> **TEXT FOR ANALYSIS**:
I'm not giving up on the future of football. But I agree, it's not as fun as it used to be. I worry about these guys and don't cheer hard hits anymore.

 

I used to be a soldier. Death and life-long injuries go with the territory. Sadly, until people learn to live together in peace, that's just the way it is.

 

But football is just a game. Death and life-long injury shouldn't be part of any game.

 

I hope rule-changes and technology can save my favorite sport.

Posted

I hope we can develop a way to see the damage while the person is alive instead of having the posthumous diagnosis. Until that happens, football will be in danger of losing a lot of premium athletes to other sports.

 

The sons of a couple notable NFL players attend my kids school. They play baseball and basketball.

Posted (edited)

 

 

Like what? They can't all play baseball and not a lot of hockey players on those SEC/ACC teams.....

> **EXERCISE SET**:
**A)** Reproduce the passage of the forum discussion about football injuries from "I hope we can" to "to other sports.", word for word.
**B)** Continue the forum discussion about football injuries from where it stops.

Data items
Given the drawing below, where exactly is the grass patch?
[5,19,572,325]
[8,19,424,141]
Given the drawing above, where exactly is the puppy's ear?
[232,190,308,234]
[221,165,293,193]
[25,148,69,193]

> **ANSWER LIST**:
**A)**
I hope we can develop a way to see the damage while the person is alive instead of having the posthumous diagnosis. Until that happens, football will be in danger of losing a lot of premium athletes to other sports.

**B)**
My 16 year old son is a good athlete (6'2"; throws in the low 80s; has played high-level travel baseball for 8 years) and loves the NFL. Neither he nor any of his many sports-oriented friends even contemplate playing football. He literally doesn't know anyone who plays anything beyond the local NFL sponsored flag league (which he plays in). Granted, we're in the NYC area, but I hear this from people in other parts of the country that are not the South too. I don't know any parents who would let their kid play either, and the concussion issue is central. It's a different world from when I was growing up. The decline in Pop Warner and HS participation in areas that are not the South is real. This is one among many stories: http://highschoolsports.oregonlive.com/news/article/-5368247292851455294/high-school-football-at-crossroads-as-participaton-continues-to-decline/ .

 

Will the NFL decline? Perhaps not. There are plenty of great players and programs in the South, and anyway what makes the game interesting is the game itself, not whether it has the best athletes of all outside of athletes who weigh 275-plus pound category (the NFL has a monopoly on those). Elite athletes who have options are not choosing football (again, outside of the South). I can guarantee you that.

Edited by dave mcbride
Posted (edited)

 

This is one of those cases that has me say "there must be more to this CTE thing".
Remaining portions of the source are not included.